### [TASK DETAILS]
Nothing in the records should be altered; retype them all exactly.

### [SUPPLIED DATA]
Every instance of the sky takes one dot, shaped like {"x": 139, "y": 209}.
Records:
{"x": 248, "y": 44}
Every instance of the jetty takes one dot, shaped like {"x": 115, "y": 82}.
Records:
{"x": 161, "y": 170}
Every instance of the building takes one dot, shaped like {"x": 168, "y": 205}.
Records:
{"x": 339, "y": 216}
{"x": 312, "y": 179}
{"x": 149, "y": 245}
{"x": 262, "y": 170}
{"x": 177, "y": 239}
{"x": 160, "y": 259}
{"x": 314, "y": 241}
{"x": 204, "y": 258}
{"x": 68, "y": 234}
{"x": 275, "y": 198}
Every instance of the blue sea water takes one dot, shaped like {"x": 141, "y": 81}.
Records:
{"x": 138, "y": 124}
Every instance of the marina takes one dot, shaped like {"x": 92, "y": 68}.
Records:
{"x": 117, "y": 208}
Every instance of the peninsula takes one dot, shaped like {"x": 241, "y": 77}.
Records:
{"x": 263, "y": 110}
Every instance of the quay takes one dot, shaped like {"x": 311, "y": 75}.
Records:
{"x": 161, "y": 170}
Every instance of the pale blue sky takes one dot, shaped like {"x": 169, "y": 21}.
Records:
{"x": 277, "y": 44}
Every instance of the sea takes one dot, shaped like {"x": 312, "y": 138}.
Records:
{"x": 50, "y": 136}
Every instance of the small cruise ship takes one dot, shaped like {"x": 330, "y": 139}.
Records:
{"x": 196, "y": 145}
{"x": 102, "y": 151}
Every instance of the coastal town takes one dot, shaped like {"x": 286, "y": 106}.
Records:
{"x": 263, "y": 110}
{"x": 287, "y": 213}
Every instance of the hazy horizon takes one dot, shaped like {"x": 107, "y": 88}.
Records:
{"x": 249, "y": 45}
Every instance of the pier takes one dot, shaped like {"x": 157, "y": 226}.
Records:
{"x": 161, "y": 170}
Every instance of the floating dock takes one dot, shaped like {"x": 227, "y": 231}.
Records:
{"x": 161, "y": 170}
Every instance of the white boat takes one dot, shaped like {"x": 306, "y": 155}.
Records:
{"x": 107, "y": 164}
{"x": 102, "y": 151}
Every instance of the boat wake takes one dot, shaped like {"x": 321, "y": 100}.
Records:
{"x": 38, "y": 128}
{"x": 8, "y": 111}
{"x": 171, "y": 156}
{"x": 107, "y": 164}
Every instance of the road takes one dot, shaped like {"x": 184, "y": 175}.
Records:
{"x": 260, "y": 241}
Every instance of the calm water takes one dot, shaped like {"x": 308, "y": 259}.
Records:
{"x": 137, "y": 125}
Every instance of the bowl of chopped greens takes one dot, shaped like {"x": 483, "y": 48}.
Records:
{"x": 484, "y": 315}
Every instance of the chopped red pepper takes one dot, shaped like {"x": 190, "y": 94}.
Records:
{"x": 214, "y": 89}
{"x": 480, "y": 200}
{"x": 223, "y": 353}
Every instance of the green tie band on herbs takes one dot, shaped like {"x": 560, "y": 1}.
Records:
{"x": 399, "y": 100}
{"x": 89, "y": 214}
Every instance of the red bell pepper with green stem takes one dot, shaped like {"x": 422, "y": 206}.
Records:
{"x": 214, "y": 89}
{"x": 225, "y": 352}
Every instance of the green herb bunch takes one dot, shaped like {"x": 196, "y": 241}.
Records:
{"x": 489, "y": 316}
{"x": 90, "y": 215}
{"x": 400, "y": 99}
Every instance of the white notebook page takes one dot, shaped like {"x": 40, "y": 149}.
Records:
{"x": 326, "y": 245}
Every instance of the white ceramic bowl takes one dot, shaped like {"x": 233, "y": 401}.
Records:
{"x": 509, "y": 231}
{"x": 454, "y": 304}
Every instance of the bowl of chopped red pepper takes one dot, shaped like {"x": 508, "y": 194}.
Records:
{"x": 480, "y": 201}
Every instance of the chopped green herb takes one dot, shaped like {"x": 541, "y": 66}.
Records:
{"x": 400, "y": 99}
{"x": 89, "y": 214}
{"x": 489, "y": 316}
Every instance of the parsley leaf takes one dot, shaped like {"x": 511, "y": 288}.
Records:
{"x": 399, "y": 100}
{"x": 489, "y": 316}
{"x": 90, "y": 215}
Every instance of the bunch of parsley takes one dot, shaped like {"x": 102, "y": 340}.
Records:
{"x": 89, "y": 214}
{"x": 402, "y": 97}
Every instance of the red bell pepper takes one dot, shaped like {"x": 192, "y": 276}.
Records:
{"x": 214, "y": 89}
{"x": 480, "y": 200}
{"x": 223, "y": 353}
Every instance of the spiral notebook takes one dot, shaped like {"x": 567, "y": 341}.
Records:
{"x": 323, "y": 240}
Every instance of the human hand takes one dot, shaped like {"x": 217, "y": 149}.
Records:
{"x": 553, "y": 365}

### [RESULT OF THIS TASK]
Every instance of the sky takes one dot, shaped like {"x": 139, "y": 209}.
Records:
{"x": 248, "y": 44}
Every instance of the jetty takes one dot, shaped like {"x": 115, "y": 82}.
Records:
{"x": 161, "y": 170}
Every instance of the building takes one dot, shaped like {"x": 168, "y": 205}.
Records:
{"x": 339, "y": 216}
{"x": 312, "y": 179}
{"x": 149, "y": 245}
{"x": 262, "y": 170}
{"x": 177, "y": 239}
{"x": 160, "y": 259}
{"x": 314, "y": 241}
{"x": 204, "y": 258}
{"x": 68, "y": 234}
{"x": 275, "y": 198}
Every instance of the blue sea water takes one dot, shaped like {"x": 141, "y": 81}.
Records:
{"x": 138, "y": 124}
Every instance of the marina takes one dot, shaped like {"x": 92, "y": 68}.
Records:
{"x": 117, "y": 208}
Every instance of the peninsula takes one dot, shaped like {"x": 241, "y": 77}.
Records:
{"x": 263, "y": 110}
Every instance of the quay takes one dot, shaped like {"x": 311, "y": 75}.
Records:
{"x": 161, "y": 170}
Every instance of the pale blue sky takes one dot, shaped like {"x": 169, "y": 21}.
Records:
{"x": 277, "y": 44}
Every instance of the sea takes one dot, shaped like {"x": 312, "y": 138}.
Records:
{"x": 50, "y": 136}
Every instance of the small cruise ship takes one dot, shaped like {"x": 330, "y": 139}.
Records:
{"x": 196, "y": 145}
{"x": 102, "y": 151}
Every instance of the coastal town takes one dot, shaped like {"x": 286, "y": 106}.
Records:
{"x": 263, "y": 110}
{"x": 287, "y": 213}
Every instance of the hazy horizon takes one dot, shaped like {"x": 107, "y": 88}.
Records:
{"x": 249, "y": 45}
Every instance of the pier takes one dot, shaped like {"x": 157, "y": 226}.
Records:
{"x": 161, "y": 170}
Every instance of the floating dock takes one dot, shaped like {"x": 227, "y": 231}.
Records:
{"x": 161, "y": 170}
Every instance of the white boat takes one dot, shaped like {"x": 306, "y": 155}.
Records:
{"x": 107, "y": 164}
{"x": 102, "y": 151}
Every instance of the boat wake takes one dot, shaped like {"x": 321, "y": 100}.
Records:
{"x": 38, "y": 128}
{"x": 8, "y": 111}
{"x": 171, "y": 156}
{"x": 107, "y": 164}
Every instance of the road takes one dot, shaped like {"x": 184, "y": 175}.
Records:
{"x": 260, "y": 241}
Every instance of the calm water takes one dot, shaped like {"x": 308, "y": 259}.
Records:
{"x": 137, "y": 125}
Every instance of the bowl of chopped greens takes one dot, shaped like {"x": 483, "y": 48}.
Records:
{"x": 484, "y": 315}
Every instance of the chopped red pepper takes one dot, shaped like {"x": 190, "y": 94}.
Records:
{"x": 214, "y": 89}
{"x": 480, "y": 200}
{"x": 223, "y": 353}
Every instance of the green tie band on herbs takes one dot, shaped like {"x": 560, "y": 1}.
Records:
{"x": 399, "y": 100}
{"x": 89, "y": 214}
Every instance of the red bell pepper with green stem takes one dot, shaped like {"x": 422, "y": 206}.
Records:
{"x": 214, "y": 89}
{"x": 225, "y": 352}
Every instance of the green herb bunch takes one dot, shaped like {"x": 196, "y": 241}.
Records:
{"x": 489, "y": 316}
{"x": 90, "y": 215}
{"x": 400, "y": 99}
Every instance of the white notebook page takes one dot, shaped like {"x": 40, "y": 149}.
Records:
{"x": 326, "y": 245}
Every instance of the white ceramic bowl takes one dot, shaped like {"x": 233, "y": 401}.
Records:
{"x": 509, "y": 231}
{"x": 454, "y": 304}
Every instance of the bowl of chopped red pepper takes one dot, shaped like {"x": 508, "y": 194}.
Records:
{"x": 480, "y": 201}
Every instance of the chopped green herb takes one dot, shaped like {"x": 541, "y": 66}.
Records:
{"x": 400, "y": 99}
{"x": 89, "y": 214}
{"x": 489, "y": 316}
Every instance of the parsley leaf takes one dot, shaped like {"x": 511, "y": 288}.
Records:
{"x": 399, "y": 100}
{"x": 489, "y": 316}
{"x": 90, "y": 215}
Every instance of the bunch of parsley takes one dot, shaped like {"x": 102, "y": 340}.
Records:
{"x": 89, "y": 214}
{"x": 402, "y": 97}
Every instance of the red bell pepper takes one dot, shaped like {"x": 192, "y": 276}.
Records:
{"x": 214, "y": 89}
{"x": 480, "y": 200}
{"x": 223, "y": 353}
Every instance of the spiral notebook takes one dot, shaped like {"x": 567, "y": 341}.
Records:
{"x": 323, "y": 240}
Every instance of the human hand takes one dot, shaped like {"x": 217, "y": 149}.
Records:
{"x": 553, "y": 365}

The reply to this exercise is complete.